Natural-language object grounding data:
>>>
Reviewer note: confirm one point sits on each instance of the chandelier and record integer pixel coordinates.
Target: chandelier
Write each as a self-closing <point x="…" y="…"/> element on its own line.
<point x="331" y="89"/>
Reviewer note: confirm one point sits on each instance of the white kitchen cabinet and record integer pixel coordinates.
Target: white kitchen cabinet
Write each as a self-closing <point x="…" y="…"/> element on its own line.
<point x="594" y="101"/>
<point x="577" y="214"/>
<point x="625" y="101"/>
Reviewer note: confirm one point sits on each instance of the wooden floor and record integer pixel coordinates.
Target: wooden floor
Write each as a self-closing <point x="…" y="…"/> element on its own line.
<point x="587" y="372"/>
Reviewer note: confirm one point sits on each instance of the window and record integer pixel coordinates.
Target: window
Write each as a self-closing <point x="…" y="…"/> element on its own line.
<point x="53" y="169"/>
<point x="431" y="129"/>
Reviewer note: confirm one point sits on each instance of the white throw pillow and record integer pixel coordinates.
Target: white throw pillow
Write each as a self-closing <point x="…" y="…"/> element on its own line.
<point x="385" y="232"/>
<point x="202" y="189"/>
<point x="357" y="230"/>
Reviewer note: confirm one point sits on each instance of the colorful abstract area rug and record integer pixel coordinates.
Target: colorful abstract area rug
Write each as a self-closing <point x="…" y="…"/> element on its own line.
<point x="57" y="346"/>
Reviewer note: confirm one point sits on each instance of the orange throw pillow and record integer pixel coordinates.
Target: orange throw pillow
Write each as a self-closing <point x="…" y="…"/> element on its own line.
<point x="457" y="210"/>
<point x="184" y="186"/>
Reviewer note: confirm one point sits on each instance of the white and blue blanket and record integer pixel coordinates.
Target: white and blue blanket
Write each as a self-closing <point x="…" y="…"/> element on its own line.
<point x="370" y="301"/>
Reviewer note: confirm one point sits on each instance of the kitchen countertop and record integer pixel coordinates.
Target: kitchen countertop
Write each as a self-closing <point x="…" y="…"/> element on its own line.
<<<
In the records, locate each line holding the string "abstract" and copy it.

§ RESPONSE:
Reviewer note: confirm one point sits on each instance of the colorful abstract area rug and record integer pixel coordinates.
Target: colorful abstract area rug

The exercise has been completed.